Excerpt provided
Please make a google colab, i cant really do anything. Plus i dont know how to get the herburt model

hdgjdhgjutzujgfh commented 1 year ago

just combine SemanticTransformerTrainer with this and you got it https://github.com/nateraw/download-musiccaps-dataset https://www.kaggle.com/datasets/googleai/musiccaps

but a colab for custume songs and genres would be nice

herburt model https://github.com/facebookresearch/fairseq/tree/main/examples/hubert

aaronannecchiarico commented 1 year ago

https://github.com/aaronannecchiarico/musiclm-pytorch/blob/main/musiclm-pytorch-demo.ipynb

@hdgjdhgjutzujgfh @BigFatMan312312 - This is my attempt at that, likely I am messing up somewhere or misunderstanding something as I am getting just noise as my output. Training with a dataset of 32 and 2 resulting in the same sound.

ukemamaster commented 1 year ago

@BigFatMan312312 Why would you train MuLaN with random data?

# get a ton of  pairs and train

wavs = torch.randn(2, 512)
texts = torch.randint(0, 20000, (2, 256))

aaronannecchiarico commented 1 year ago

@ukemamaster you're right. I have updated that notebook with a more in progress version, are you able to view that? latest

After attempting to adapt that dataset into one I can pass into the trainer I encounter: RuntimeError: stack expects each tensor to be equal size, but got [2, 958728] at entry 0 and [2, 441352] at entry 3

ukemamaster commented 1 year ago

@aaronannecchiarico may be your audios do not have the same shape.

M4iKZ commented 1 year ago

I confirm that should be there an error with youtube dataset, because I have the same error RuntimeError: stack expects each tensor to be equal size, but got [2, 958728] at entry 0 and [2, 441352] at entry 3

creative-cranels commented 1 year ago

https://gist.github.com/creative-cranels/0cd692c9dd23a4c4dcb6fb6786eaa303

Hey all, tried to run training and music generation in colab. The sound it generated is just a noise. But at least there are no errors in training part. Can you guys checkout my notebook and help me to understand why it generated just random noise?

@aaronannecchiarico took a lot of scripts from your notebook ☮️

deepak-newzera commented 1 year ago

@ukemamaster Can you please provide a script to train MuLaN along with the necessary dataset that needs to be used?

ukemamaster commented 1 year ago

@deepak-newzera Have a look at this.

You must load real wavfiles and the correspoding text descreption in the MockTextAudioDataset class.
You will also need to convert the "text" data into some kind of tokens like this.

At the moment i am using the 5.5k test data from MusicCaps.

Ace71425 commented 1 year ago

@creative-cranels @aaronannecchiarico Hey guys!

I've been trying to run both your colabs in a jupyter notebook locally, see if I can help out getting this working

In both notebooks under the line "ds = main('./music_data', num_proc=2, limit=30, writer_batch_size=4)"

I keep getting a "NameError: name 'os' is not defined"

That seems to stem from arrow_dataset.py and pool.py ....any ideas?

Exercise tasks
a) In the listing, turn the lines starting at the one containing "jean shorts on this basis." and ending at the one containing "(1175, 887)" into a Markdown table with columns Row and Entry. Number each row and leave out blank lines.
b) Extend the thread about getting MusicLM training running in a notebook from where it stops.

Data to process
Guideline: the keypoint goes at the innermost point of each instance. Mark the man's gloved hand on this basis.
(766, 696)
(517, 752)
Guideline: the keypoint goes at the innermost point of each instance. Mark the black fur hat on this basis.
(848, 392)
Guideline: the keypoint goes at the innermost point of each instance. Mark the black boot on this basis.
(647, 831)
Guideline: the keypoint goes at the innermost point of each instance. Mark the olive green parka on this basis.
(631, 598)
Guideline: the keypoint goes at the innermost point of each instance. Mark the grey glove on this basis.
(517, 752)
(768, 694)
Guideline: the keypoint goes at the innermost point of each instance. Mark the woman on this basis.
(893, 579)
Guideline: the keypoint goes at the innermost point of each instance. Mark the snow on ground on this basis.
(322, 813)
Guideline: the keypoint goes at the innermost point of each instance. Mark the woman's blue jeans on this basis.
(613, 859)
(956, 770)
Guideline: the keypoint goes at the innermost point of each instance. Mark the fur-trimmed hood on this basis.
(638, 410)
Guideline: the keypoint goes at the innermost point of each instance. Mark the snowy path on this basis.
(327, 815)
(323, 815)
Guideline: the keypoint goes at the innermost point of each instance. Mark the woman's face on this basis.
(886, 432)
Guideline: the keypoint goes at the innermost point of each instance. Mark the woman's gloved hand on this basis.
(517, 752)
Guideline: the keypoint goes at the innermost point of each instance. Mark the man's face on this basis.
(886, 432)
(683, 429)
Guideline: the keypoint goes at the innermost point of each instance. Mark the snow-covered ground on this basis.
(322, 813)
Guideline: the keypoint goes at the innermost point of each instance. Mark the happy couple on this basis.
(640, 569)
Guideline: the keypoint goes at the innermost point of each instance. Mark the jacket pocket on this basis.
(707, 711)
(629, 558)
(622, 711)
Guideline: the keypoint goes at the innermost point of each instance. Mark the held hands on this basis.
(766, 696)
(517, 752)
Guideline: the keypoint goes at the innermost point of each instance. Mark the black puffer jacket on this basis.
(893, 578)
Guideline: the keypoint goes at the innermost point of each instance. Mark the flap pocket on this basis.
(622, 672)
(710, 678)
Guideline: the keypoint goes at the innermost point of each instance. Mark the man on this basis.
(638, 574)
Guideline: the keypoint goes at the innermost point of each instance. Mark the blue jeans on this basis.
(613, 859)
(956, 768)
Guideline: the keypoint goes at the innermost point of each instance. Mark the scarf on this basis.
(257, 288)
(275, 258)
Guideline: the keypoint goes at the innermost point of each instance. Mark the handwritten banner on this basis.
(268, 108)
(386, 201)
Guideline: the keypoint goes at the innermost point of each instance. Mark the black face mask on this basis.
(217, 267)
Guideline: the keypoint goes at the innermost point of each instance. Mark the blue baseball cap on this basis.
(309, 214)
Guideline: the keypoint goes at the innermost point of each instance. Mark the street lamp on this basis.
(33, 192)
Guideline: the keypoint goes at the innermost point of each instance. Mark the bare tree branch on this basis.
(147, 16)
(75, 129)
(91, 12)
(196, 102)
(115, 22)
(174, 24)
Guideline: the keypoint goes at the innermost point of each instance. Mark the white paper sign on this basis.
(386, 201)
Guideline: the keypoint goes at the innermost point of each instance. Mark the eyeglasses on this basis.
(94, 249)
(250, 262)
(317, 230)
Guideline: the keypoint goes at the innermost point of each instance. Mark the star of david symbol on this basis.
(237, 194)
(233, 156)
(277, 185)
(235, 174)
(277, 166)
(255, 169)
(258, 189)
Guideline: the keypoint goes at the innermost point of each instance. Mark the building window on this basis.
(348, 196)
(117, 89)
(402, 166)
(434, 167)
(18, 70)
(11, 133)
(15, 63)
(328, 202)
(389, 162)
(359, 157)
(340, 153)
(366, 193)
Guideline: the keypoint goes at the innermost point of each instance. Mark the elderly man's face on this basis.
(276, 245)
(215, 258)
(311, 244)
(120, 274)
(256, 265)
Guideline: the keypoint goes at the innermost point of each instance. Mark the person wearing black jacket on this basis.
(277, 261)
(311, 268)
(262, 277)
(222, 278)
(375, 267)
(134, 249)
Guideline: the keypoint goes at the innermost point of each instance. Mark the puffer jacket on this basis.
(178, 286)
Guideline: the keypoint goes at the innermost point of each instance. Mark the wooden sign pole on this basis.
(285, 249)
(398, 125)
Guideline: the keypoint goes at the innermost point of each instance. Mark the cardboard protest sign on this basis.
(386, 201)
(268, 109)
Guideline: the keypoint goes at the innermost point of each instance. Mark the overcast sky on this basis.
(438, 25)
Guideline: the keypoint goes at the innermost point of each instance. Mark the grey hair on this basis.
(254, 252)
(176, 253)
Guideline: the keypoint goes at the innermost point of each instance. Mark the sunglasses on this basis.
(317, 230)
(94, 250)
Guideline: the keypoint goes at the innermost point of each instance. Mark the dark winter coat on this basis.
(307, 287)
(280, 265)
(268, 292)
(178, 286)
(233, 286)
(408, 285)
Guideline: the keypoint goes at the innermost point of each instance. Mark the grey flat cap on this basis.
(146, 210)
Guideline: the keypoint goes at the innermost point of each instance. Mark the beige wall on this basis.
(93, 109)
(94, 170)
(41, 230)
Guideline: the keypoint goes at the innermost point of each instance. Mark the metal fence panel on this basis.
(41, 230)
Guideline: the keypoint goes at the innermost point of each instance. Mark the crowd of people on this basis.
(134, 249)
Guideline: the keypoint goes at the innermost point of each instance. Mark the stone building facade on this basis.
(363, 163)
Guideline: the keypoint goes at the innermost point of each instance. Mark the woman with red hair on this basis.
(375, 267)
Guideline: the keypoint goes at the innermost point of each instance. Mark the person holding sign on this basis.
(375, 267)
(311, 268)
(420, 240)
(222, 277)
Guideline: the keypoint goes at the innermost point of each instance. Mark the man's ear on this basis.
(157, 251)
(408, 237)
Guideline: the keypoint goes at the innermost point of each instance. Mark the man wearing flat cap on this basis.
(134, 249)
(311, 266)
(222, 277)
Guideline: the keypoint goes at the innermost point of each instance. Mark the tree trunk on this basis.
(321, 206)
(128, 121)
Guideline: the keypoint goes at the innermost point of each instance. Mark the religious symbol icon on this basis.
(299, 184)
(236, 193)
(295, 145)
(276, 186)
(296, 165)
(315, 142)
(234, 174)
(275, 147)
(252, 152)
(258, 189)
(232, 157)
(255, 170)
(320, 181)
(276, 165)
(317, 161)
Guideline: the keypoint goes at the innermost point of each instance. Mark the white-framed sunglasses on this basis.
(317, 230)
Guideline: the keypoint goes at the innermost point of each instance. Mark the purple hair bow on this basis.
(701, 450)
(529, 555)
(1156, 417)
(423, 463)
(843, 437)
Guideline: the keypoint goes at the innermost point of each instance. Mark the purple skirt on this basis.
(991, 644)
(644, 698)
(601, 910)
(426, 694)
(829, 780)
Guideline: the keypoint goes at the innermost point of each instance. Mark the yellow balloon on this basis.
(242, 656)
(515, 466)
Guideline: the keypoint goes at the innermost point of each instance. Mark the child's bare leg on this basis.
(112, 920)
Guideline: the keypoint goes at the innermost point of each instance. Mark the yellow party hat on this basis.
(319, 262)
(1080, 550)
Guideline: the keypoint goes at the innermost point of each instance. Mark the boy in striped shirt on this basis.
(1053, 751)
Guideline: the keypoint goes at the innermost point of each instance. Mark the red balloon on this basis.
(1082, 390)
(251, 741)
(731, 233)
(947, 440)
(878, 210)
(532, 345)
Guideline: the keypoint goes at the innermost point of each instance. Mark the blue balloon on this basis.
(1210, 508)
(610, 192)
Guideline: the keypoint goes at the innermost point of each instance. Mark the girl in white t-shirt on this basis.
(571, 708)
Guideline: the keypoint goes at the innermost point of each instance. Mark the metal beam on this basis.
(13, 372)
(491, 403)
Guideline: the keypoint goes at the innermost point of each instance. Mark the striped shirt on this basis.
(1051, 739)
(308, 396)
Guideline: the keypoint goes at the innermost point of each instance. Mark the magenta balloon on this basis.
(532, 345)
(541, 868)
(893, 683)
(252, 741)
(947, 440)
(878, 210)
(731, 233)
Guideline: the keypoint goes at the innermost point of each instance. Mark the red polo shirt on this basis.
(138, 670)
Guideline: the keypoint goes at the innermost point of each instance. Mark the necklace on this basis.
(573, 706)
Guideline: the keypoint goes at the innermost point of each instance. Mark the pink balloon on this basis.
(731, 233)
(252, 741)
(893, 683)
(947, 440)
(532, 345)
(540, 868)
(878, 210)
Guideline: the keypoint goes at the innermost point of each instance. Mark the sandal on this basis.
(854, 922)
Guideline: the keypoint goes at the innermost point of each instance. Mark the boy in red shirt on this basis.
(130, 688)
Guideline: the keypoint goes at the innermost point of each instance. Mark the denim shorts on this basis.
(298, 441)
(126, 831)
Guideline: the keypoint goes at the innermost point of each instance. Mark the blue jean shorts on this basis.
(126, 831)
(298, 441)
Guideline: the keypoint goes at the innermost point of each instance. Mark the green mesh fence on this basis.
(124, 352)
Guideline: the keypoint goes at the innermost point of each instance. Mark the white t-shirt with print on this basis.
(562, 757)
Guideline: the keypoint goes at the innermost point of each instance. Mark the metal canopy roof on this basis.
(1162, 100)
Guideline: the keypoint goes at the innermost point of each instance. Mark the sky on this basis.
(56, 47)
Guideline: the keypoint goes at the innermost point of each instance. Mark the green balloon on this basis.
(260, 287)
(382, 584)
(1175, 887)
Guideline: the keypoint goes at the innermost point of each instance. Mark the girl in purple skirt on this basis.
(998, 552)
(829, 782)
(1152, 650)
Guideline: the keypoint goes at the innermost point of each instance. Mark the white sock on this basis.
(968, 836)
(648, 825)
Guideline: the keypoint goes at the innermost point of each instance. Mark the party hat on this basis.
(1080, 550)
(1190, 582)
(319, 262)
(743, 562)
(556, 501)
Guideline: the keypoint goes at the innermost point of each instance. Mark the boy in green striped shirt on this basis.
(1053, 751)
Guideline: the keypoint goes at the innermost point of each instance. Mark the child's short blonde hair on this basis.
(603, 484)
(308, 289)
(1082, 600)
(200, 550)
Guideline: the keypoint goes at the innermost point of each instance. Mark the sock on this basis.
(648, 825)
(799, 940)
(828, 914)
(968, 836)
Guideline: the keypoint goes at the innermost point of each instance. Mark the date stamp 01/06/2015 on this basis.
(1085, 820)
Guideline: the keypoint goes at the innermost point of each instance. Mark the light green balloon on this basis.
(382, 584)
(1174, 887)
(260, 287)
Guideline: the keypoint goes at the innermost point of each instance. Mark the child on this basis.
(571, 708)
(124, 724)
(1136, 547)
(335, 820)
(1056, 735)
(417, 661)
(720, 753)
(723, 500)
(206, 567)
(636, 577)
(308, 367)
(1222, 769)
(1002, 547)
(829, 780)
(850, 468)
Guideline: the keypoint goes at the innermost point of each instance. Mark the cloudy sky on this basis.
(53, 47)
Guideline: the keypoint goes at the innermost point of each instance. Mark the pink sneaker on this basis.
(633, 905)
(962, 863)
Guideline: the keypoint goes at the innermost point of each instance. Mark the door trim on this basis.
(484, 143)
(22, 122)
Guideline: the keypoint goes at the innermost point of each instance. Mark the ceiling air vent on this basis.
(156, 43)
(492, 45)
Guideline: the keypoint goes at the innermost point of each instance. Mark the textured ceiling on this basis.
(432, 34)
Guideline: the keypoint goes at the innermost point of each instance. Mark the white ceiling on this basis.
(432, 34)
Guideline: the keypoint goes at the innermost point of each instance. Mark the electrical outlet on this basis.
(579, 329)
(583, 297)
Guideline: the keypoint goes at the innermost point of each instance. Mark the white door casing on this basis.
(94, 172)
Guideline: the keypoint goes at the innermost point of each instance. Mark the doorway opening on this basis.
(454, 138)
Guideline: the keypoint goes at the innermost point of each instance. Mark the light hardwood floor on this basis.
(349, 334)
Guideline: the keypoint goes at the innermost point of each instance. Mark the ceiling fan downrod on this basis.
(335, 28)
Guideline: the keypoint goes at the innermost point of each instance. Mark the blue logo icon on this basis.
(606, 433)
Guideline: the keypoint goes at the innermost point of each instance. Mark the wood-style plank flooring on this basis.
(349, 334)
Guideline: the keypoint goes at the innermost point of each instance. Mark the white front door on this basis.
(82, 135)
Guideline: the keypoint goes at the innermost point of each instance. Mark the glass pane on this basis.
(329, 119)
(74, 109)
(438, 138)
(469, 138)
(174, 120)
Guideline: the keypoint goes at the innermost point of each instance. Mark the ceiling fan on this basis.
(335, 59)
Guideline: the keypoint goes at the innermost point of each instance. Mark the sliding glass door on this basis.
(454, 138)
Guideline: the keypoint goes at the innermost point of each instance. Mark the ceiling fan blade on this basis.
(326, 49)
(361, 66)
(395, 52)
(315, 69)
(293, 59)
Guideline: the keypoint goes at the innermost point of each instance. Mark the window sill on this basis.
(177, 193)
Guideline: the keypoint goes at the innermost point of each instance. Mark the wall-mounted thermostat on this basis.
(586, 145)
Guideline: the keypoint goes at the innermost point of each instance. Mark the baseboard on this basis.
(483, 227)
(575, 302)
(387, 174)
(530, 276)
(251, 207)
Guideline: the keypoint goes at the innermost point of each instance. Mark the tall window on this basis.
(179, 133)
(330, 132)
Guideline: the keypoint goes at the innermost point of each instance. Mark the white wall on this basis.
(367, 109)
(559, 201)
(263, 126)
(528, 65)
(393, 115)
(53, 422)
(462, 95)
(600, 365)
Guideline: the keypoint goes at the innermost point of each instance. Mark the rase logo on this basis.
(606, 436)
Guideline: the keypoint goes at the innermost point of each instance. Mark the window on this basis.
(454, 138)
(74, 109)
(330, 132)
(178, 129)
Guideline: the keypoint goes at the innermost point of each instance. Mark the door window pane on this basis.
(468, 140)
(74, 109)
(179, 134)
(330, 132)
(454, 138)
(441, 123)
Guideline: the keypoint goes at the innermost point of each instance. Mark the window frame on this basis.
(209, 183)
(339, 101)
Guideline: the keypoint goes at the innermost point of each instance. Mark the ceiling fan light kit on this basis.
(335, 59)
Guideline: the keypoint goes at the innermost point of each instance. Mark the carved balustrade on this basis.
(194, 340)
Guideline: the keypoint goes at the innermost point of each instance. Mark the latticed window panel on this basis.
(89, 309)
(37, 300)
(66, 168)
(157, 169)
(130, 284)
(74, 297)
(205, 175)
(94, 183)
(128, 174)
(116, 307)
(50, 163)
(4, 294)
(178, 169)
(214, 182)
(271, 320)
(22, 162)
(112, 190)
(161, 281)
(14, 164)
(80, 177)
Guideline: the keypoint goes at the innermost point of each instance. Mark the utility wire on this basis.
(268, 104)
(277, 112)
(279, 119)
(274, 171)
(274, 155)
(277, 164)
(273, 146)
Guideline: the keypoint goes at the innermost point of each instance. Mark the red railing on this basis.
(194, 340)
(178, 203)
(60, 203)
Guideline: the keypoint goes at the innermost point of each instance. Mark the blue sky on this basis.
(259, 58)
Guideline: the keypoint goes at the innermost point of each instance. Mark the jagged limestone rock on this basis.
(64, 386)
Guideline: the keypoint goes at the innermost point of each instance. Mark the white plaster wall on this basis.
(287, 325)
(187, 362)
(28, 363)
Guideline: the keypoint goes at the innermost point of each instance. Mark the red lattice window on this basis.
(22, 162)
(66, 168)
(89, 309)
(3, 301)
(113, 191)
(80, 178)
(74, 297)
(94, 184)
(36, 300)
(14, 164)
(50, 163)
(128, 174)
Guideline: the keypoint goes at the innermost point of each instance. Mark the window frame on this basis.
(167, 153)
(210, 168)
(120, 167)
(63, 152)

Written answers
a)
| Row | Entry |
|---|---|
| 1 | Guideline: the keypoint goes at the innermost point of each instance. Mark the blue jean shorts on this basis. |
| 2 | (126, 831) |
| 3 | (298, 441) |
| 4 | Guideline: the keypoint goes at the innermost point of each instance. Mark the green mesh fence on this basis. |
| 5 | (124, 352) |
| 6 | Guideline: the keypoint goes at the innermost point of each instance. Mark the white t-shirt with print on this basis. |
| 7 | (562, 757) |
| 8 | Guideline: the keypoint goes at the innermost point of each instance. Mark the metal canopy roof on this basis. |
| 9 | (1162, 100) |
| 10 | Guideline: the keypoint goes at the innermost point of each instance. Mark the sky on this basis. |
| 11 | (56, 47) |
| 12 | Guideline: the keypoint goes at the innermost point of each instance. Mark the green balloon on this basis. |
| 13 | (260, 287) |
| 14 | (382, 584) |
| 15 | (1175, 887) |

b)
deepak-newzera commented 1 year ago

@deepak-newzera Have a look at this.

You must load real wavfiles and the correspoding text descreption in the MockTextAudioDataset class.

You will also need to convert the "text" data into some kind of tokens like this.

At the moment i am using the 5.5k test data from MusicCaps.

@ukemamaster Thanks for your response. In the musiccaps-public.csv file we are concerned only about ytid and caption columns, right? And the caption has to be tokenized in this way output = tokenizer.encode(caption). Am I right?

Now how to represent the audio wav files and their corresponding tokens and how to load them in the MockTextAudioDataset in the code? Please help me with this.

ukemamaster commented 1 year ago

@ukemamaster Thanks for your response. In the musiccaps-public.csv file we are concerned only about ytid and caption columns, right? And the caption has to be tokenized in this way output = tokenizer.encode(caption). Am I right?

Yes

Now how to represent the audio wav files and their corresponding tokens and how to load them in the MockTextAudioDataset in the code? Please help me with this.

Load the wav file using wav = scipy.io.wavfil.read() or wav = torchaudio.load() or may be librosa. Its upto you.

text = tokenizer.encode(caption) will give you a list of numbers.

Return text and wav in the __getitem__(self. idx)method of the dataclass.

Example:

import csv

def read_data(filename):
    with open(filename, 'r') as read_obj:
         csv_reader = csv.reader(read_obj)
         list_of_rows = list(csv_reader)
         list_of_rows.pop(0)
         free_form_dict = {}
         for l in list_of_rows:
             free_form_dict[l[0]] = l[5]
         return free_form_dict

class MockTextAudioDataset(Dataset):
    def __init__(self, list_path):
        super().__init__()
        self.free_form_dict = read_data(list_path)
        self.data_list = list(self.free_form_dict.keys())
        self.len = len(self.data_list)

    def __len__(self):
        return self.len

    def __getitem__(self, idx):
        filename = self.data_list[idx]
        rate, audio = scipy.io.wavfile.read(filename)
        text = self.free_form_dict[filename]
        text_in_numbers = np.array(tokenizer.encode(text))
        return torch.FloatTensor(audio), torch.LongTensor(text_in_numbers)

deepak-newzera commented 1 year ago

@ukemamaster I am facing an issue with the tokenizer. tokenizer = Tokenizer.from_file("data/tokenizer-wiki.json"). This is how I initialized it and then I tried to use it as follows:

output = tokenizer.encode('someone is playing a high pitched melody on a steel drum. The file is of poor audio-quality.') Here the output I got is Encoding(num_tokens=21, attributes=[ids, type_ids, tokens, offsets, attention_mask, special_tokens_mask, overflowing])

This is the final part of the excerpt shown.